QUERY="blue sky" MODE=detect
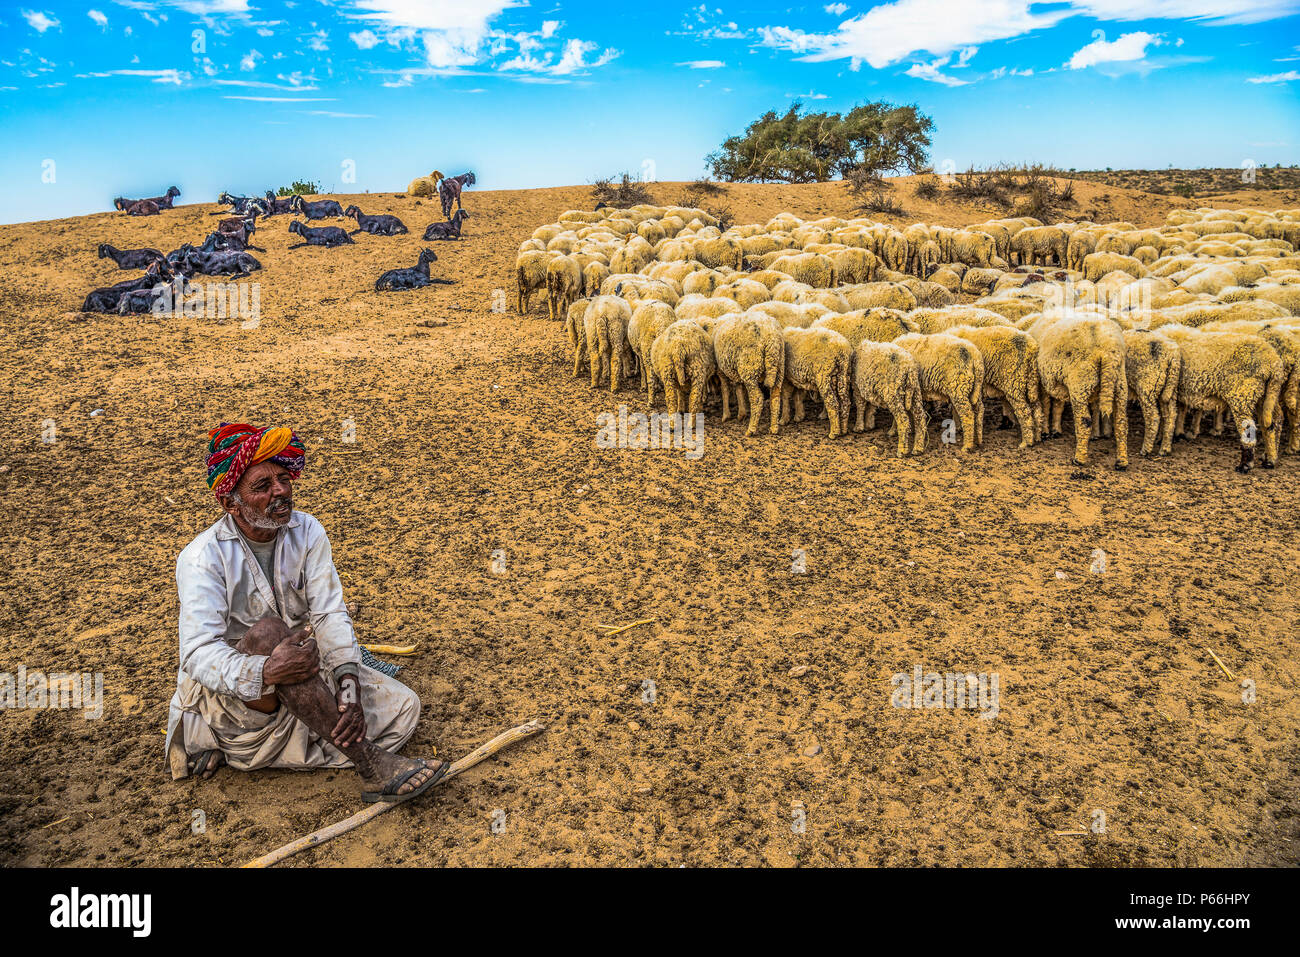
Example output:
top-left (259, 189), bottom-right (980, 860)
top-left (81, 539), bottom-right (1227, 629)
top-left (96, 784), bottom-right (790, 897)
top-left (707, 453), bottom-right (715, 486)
top-left (1, 0), bottom-right (1298, 224)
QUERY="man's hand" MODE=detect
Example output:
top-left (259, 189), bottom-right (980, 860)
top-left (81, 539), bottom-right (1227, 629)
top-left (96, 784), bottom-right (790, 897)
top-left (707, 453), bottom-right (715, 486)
top-left (332, 675), bottom-right (366, 748)
top-left (261, 624), bottom-right (319, 686)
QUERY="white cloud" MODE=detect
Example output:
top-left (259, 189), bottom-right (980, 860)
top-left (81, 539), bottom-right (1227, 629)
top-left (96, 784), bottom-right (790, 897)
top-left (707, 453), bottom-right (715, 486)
top-left (825, 2), bottom-right (849, 14)
top-left (88, 10), bottom-right (108, 28)
top-left (759, 0), bottom-right (1069, 69)
top-left (500, 38), bottom-right (619, 75)
top-left (165, 1), bottom-right (250, 15)
top-left (84, 68), bottom-right (191, 84)
top-left (786, 90), bottom-right (829, 98)
top-left (905, 53), bottom-right (973, 85)
top-left (758, 0), bottom-right (1300, 70)
top-left (677, 59), bottom-right (725, 68)
top-left (239, 49), bottom-right (262, 71)
top-left (350, 28), bottom-right (380, 49)
top-left (223, 95), bottom-right (334, 101)
top-left (1247, 69), bottom-right (1300, 82)
top-left (22, 10), bottom-right (60, 32)
top-left (1071, 1), bottom-right (1299, 27)
top-left (347, 0), bottom-right (520, 67)
top-left (1067, 30), bottom-right (1162, 69)
top-left (216, 78), bottom-right (319, 90)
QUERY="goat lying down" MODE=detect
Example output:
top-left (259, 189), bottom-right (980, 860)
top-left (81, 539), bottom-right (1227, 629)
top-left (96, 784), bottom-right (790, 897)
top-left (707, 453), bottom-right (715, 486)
top-left (375, 249), bottom-right (455, 291)
top-left (288, 220), bottom-right (354, 249)
top-left (98, 243), bottom-right (164, 269)
top-left (345, 205), bottom-right (408, 236)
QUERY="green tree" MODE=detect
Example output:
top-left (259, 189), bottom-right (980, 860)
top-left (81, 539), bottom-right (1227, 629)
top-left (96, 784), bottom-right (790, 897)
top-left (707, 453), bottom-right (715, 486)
top-left (706, 101), bottom-right (934, 184)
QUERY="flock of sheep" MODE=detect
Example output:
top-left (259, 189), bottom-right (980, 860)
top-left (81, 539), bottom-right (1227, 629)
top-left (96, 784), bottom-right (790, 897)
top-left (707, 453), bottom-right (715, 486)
top-left (516, 201), bottom-right (1300, 473)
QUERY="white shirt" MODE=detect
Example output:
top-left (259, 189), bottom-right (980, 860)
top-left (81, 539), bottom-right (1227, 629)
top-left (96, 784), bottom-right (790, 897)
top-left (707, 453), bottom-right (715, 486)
top-left (171, 510), bottom-right (361, 705)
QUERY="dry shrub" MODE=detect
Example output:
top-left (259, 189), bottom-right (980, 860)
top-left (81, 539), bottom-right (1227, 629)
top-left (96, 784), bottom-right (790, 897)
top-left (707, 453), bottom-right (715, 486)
top-left (591, 172), bottom-right (654, 208)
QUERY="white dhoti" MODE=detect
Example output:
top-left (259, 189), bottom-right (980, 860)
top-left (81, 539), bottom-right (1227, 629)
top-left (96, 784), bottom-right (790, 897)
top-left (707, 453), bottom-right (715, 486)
top-left (167, 664), bottom-right (420, 780)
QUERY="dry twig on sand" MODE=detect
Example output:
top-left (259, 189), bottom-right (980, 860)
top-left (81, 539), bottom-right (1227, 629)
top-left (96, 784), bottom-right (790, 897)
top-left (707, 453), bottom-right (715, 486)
top-left (241, 719), bottom-right (546, 868)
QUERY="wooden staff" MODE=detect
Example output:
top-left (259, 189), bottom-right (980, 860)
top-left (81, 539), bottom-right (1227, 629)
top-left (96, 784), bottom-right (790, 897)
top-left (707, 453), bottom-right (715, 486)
top-left (241, 719), bottom-right (545, 868)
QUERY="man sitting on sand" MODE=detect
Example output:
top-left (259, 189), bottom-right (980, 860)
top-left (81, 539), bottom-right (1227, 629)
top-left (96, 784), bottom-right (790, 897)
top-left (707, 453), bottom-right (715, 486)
top-left (165, 422), bottom-right (448, 803)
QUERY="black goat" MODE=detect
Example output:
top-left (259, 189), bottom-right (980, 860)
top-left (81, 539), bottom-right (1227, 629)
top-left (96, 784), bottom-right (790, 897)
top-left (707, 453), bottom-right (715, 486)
top-left (290, 195), bottom-right (345, 219)
top-left (98, 243), bottom-right (164, 269)
top-left (116, 273), bottom-right (189, 315)
top-left (199, 230), bottom-right (256, 253)
top-left (114, 186), bottom-right (180, 212)
top-left (215, 208), bottom-right (265, 250)
top-left (81, 261), bottom-right (174, 312)
top-left (422, 209), bottom-right (471, 241)
top-left (375, 249), bottom-right (454, 292)
top-left (438, 172), bottom-right (475, 218)
top-left (344, 205), bottom-right (408, 236)
top-left (262, 191), bottom-right (295, 216)
top-left (211, 192), bottom-right (263, 216)
top-left (169, 246), bottom-right (261, 277)
top-left (288, 220), bottom-right (355, 249)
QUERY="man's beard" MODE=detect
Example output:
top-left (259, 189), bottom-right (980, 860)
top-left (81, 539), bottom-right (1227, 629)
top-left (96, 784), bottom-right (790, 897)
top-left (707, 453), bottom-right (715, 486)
top-left (233, 492), bottom-right (292, 530)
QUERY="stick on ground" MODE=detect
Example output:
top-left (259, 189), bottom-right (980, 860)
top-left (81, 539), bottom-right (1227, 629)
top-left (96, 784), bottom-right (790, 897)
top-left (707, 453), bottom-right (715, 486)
top-left (241, 719), bottom-right (545, 868)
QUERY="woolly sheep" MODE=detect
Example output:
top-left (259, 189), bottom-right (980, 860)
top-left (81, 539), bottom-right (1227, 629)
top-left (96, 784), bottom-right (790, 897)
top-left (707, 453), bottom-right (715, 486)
top-left (714, 278), bottom-right (772, 310)
top-left (769, 252), bottom-right (836, 289)
top-left (566, 299), bottom-right (592, 378)
top-left (516, 249), bottom-right (558, 312)
top-left (1010, 225), bottom-right (1069, 267)
top-left (693, 236), bottom-right (744, 271)
top-left (546, 255), bottom-right (584, 321)
top-left (628, 300), bottom-right (679, 403)
top-left (650, 319), bottom-right (717, 414)
top-left (1083, 252), bottom-right (1146, 283)
top-left (1159, 324), bottom-right (1283, 471)
top-left (842, 282), bottom-right (917, 312)
top-left (406, 170), bottom-right (444, 198)
top-left (1107, 329), bottom-right (1182, 457)
top-left (711, 313), bottom-right (786, 435)
top-left (898, 277), bottom-right (954, 308)
top-left (780, 327), bottom-right (853, 438)
top-left (961, 267), bottom-right (1004, 297)
top-left (1202, 319), bottom-right (1300, 454)
top-left (893, 333), bottom-right (986, 453)
top-left (1035, 317), bottom-right (1130, 469)
top-left (948, 324), bottom-right (1043, 448)
top-left (672, 294), bottom-right (742, 323)
top-left (583, 295), bottom-right (636, 392)
top-left (951, 230), bottom-right (999, 269)
top-left (681, 268), bottom-right (726, 297)
top-left (583, 261), bottom-right (611, 298)
top-left (852, 341), bottom-right (927, 454)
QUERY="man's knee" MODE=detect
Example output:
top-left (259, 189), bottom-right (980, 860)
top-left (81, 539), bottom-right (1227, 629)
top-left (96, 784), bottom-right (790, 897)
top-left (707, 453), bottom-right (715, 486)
top-left (235, 616), bottom-right (291, 656)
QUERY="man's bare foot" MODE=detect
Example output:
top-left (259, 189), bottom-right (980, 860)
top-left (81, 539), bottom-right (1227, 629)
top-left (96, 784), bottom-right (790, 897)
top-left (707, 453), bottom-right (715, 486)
top-left (189, 750), bottom-right (226, 779)
top-left (359, 752), bottom-right (448, 801)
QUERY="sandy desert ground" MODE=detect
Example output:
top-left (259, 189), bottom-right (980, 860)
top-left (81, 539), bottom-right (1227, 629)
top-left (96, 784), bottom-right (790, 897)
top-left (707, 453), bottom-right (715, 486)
top-left (0, 176), bottom-right (1297, 867)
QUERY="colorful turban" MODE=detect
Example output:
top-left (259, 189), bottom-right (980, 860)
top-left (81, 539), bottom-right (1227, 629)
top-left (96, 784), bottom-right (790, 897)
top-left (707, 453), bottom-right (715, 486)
top-left (205, 423), bottom-right (306, 498)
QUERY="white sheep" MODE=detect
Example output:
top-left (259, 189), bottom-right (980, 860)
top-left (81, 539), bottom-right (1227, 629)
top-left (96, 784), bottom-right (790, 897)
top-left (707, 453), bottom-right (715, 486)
top-left (894, 333), bottom-right (986, 453)
top-left (712, 313), bottom-right (786, 435)
top-left (852, 341), bottom-right (927, 455)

== == ==

§ Your task
Tally how many lines of the material contain the word "white". The answer must be the number and nothing else.

§ Response area
4